=== TASK PROMPT ===
Please find every line in the material below that contains the word "diver", and copy each of those lines.

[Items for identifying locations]
• • • •
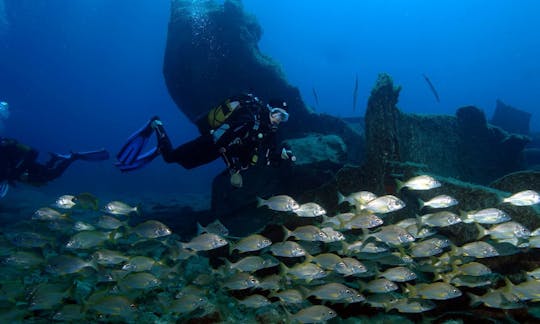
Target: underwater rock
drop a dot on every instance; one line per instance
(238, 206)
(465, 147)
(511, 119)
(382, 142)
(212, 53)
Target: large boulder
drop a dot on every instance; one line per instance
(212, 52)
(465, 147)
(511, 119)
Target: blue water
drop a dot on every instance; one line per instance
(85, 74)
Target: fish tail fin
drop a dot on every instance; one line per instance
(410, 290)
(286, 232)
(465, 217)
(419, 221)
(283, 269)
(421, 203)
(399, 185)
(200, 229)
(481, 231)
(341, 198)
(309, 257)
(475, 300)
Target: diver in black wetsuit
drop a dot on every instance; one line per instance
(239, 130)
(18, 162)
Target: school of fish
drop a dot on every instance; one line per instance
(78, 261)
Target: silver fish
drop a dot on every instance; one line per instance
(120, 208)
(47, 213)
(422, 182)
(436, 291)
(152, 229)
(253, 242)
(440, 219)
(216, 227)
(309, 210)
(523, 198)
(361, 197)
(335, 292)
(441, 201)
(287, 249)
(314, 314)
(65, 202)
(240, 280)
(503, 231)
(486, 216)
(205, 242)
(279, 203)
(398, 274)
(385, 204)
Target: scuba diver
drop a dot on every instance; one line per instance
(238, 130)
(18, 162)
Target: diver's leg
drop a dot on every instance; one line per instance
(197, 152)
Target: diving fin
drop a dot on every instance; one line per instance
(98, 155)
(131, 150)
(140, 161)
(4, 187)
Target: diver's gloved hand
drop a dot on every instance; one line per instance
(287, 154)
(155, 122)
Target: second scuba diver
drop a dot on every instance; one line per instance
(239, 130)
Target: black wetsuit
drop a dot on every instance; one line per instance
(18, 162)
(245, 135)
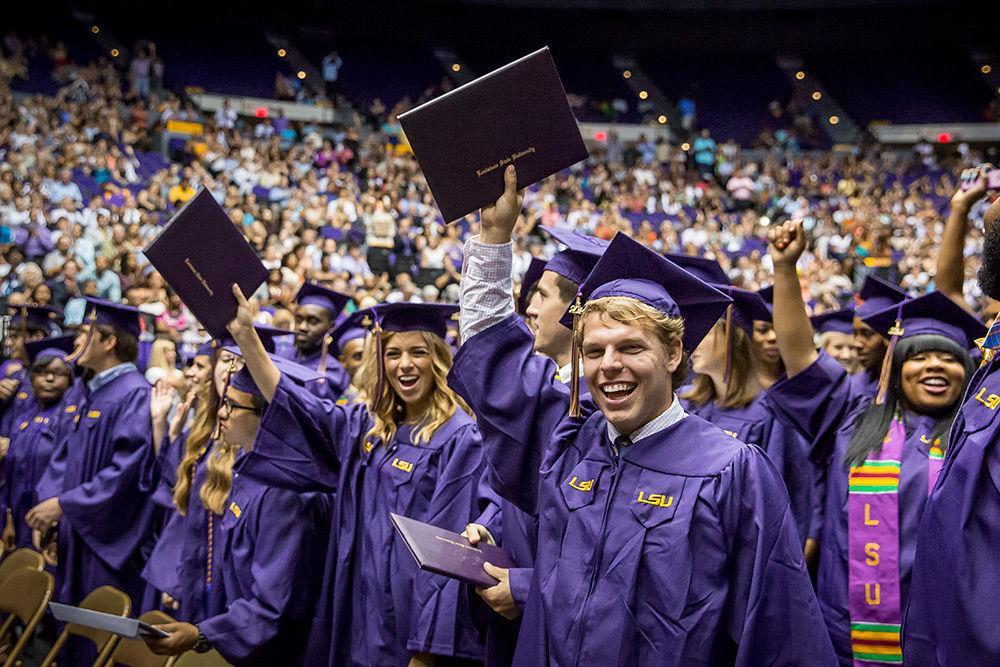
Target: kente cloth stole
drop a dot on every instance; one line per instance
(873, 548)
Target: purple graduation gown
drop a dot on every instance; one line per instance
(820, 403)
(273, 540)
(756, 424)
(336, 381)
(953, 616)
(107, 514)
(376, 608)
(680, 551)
• • • •
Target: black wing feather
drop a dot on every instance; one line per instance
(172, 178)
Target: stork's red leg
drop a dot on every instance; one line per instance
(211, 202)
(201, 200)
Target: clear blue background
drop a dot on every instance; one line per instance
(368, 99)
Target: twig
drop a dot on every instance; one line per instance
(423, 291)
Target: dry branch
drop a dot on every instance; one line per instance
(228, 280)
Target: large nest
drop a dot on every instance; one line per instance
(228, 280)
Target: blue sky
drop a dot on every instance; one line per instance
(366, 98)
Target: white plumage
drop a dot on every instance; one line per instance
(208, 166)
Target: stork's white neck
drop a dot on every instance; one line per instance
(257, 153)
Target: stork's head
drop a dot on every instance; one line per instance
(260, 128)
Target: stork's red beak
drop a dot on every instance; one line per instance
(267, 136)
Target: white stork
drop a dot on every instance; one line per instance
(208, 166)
• • • •
=== RESULT OF THE EXERCISE ===
Target: diver in black wetsuit
Target: scuba diver
Target: diver's leg
Target: diver's gloved hand
Target: second scuba diver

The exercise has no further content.